Pointing dataset excerpts
========================================================================
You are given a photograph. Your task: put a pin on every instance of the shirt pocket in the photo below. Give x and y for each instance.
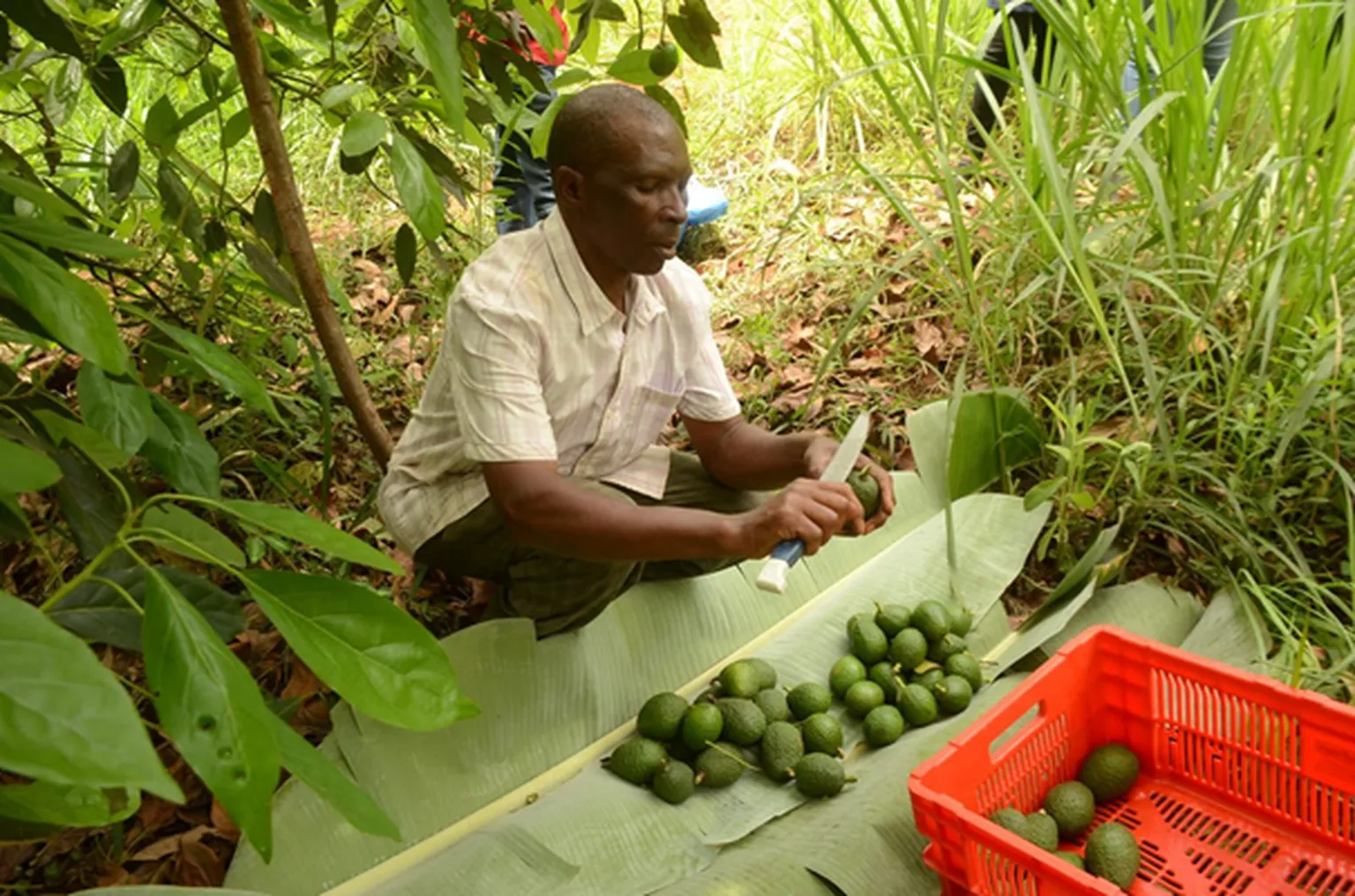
(652, 407)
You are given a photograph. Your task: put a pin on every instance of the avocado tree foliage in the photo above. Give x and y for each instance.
(124, 247)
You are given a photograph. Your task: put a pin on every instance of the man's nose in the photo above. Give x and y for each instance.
(675, 206)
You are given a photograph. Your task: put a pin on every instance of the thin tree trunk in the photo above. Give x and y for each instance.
(293, 220)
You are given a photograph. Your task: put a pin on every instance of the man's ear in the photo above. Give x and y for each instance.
(569, 186)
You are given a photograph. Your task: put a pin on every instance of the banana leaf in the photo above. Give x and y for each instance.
(1059, 606)
(553, 708)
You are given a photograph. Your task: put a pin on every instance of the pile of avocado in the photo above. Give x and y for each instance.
(743, 721)
(1112, 852)
(904, 668)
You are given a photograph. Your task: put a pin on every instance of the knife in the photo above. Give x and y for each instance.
(789, 552)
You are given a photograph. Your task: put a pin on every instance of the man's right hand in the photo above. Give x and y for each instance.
(809, 510)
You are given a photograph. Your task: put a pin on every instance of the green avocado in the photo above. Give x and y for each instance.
(819, 775)
(782, 747)
(637, 761)
(660, 717)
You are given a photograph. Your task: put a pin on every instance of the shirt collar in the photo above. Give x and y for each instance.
(591, 304)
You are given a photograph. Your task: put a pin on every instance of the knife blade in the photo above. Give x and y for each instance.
(788, 553)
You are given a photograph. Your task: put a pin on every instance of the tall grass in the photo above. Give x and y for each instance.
(1180, 273)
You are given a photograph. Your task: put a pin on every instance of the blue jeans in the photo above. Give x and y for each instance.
(1218, 43)
(523, 175)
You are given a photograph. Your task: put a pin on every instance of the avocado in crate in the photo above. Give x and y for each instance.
(1157, 772)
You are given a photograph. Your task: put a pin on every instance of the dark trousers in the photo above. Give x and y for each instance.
(1037, 41)
(520, 175)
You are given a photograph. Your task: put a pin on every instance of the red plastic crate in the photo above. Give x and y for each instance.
(1246, 785)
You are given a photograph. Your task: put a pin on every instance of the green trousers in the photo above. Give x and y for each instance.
(565, 593)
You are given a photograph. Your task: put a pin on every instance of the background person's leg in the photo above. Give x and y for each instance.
(981, 108)
(558, 593)
(1218, 34)
(526, 178)
(690, 486)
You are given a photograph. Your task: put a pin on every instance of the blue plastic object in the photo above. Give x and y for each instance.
(703, 205)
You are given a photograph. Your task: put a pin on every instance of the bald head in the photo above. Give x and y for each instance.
(598, 125)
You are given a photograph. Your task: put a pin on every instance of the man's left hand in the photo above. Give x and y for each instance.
(821, 451)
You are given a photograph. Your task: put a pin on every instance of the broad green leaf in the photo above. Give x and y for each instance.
(93, 507)
(1231, 633)
(110, 85)
(134, 18)
(124, 169)
(1044, 491)
(341, 93)
(298, 23)
(695, 41)
(237, 128)
(181, 206)
(25, 469)
(224, 368)
(569, 78)
(210, 708)
(991, 429)
(43, 23)
(65, 804)
(45, 199)
(1147, 608)
(63, 91)
(374, 655)
(362, 133)
(633, 68)
(65, 717)
(417, 186)
(330, 784)
(56, 235)
(121, 411)
(99, 613)
(166, 891)
(67, 307)
(266, 266)
(540, 22)
(192, 529)
(659, 636)
(177, 449)
(609, 11)
(331, 18)
(214, 236)
(161, 125)
(439, 40)
(407, 252)
(14, 522)
(660, 95)
(356, 166)
(312, 532)
(266, 224)
(99, 449)
(541, 131)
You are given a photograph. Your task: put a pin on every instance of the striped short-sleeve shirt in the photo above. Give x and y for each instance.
========================================================================
◆ OBJECTIVE: Leave the pictures out and print the records above exactly as they stand.

◆ SOLUTION BELOW:
You are given a photograph. Your task: put a pin on every instance of the shirt pocket in the photo below. Give x and y for each instance.
(652, 407)
You are given a photograph. Your task: put a pin on every instance of the avocado tree foliage in the photo above. Give x and y for each instance.
(124, 247)
You are given a photograph. Your task: put a pin on every instance of the man's nose in the photo above. Give x and y for each instance.
(675, 206)
You are given a photograph. Your task: put a pin on every instance of the thin tree trunk in the photo above. Give x and y for each instance.
(293, 220)
You are given a photograph. Your task: put a pin on every instance of the man's ear in the photo above. Give x and y for each instance.
(569, 186)
You are given a photograph. Your task: put a pin on every instance of the banana leaf in the photo above. Give x and y for each instance.
(1059, 606)
(553, 708)
You are given a photograph. Your task: put a pin on every instance of the pile of avocado in the photo above. Give x and y for each instance.
(743, 721)
(1112, 852)
(904, 668)
You are given a photograph. Your task: put a pin on every instance of the knife in the photo above. Give x and y for each instance.
(789, 552)
You are given a photograph. Your task: put a pin on every instance of the man's right hand in the photo above. Give x and y for each instance.
(809, 510)
You are given a photograph. Your task: put a pin on every instance of the green avocado in the photo above. Give x and y for each instance.
(819, 775)
(782, 747)
(637, 761)
(660, 717)
You are given a photograph. Your task: put a pin on every instance of the shirt collar in the photo above. Give x and y for each instance.
(591, 304)
You are given a photograph. Your task: put a pin on every instance of the knife blade in the photo above. Give x and y for each instance.
(788, 553)
You are given a photograph. Your task: put a pin on every instance of the tall grass in the photo above. Give x and y for each instance.
(1180, 273)
You are given a photograph. Your task: put a pin on every instance of the blue jeans in the photo above. Give x and y for each instance.
(1218, 43)
(523, 175)
You are given a photograph. Your task: put a pin on every instance of the avocado in crate in the photo above. Give x and y for each instance.
(1157, 772)
You are given a photograph. Your task: put a pin on every instance of the dark trousers in the photo above. Give x and y for each instance.
(1037, 41)
(520, 175)
You are given a photograph. Your task: put a pin on every instance of the red plastic crate in the photo above. Give x and y for each instance.
(1246, 785)
You are given a photograph. Your task: put a pin on every instance of the green trousers in the photo above. Give x and y for each instance.
(565, 593)
You are given a photograph. Your task: put a pin on every instance of the background person's leg in the photo above. Give x and y for each instance.
(981, 108)
(558, 593)
(1218, 34)
(526, 178)
(690, 486)
You are given a photograph. Your task: put a pin on every instance of the blue plastic object in the photo above. Give x and y for each instance.
(703, 205)
You are given a photograph. Your task: put a pin on every instance of the bald head in the photo above. Give x and y for each instance.
(598, 125)
You are given a photograph. Your task: put a pin on every instance of the man's left hand in the photo above. Give x and y for each instance.
(821, 451)
You are given a photograph. Your task: put a pin on every instance of the broad green leaf in the photo above. Give x and y for each instance.
(93, 507)
(1231, 633)
(110, 85)
(134, 18)
(124, 169)
(1044, 491)
(341, 93)
(298, 23)
(695, 41)
(237, 128)
(181, 206)
(25, 469)
(224, 368)
(569, 78)
(210, 708)
(991, 429)
(43, 23)
(65, 804)
(45, 199)
(1147, 608)
(63, 91)
(374, 655)
(362, 133)
(633, 68)
(65, 717)
(417, 186)
(330, 784)
(56, 235)
(121, 411)
(99, 613)
(166, 891)
(67, 307)
(266, 266)
(540, 22)
(192, 529)
(659, 636)
(177, 449)
(609, 11)
(331, 18)
(214, 236)
(161, 125)
(439, 40)
(407, 252)
(14, 522)
(660, 95)
(356, 166)
(312, 532)
(266, 224)
(99, 449)
(541, 131)
You are given a photograph. Your task: put a pin on every instance of the striped short-sleeve shirt in the photo above. Give x and y for each instance.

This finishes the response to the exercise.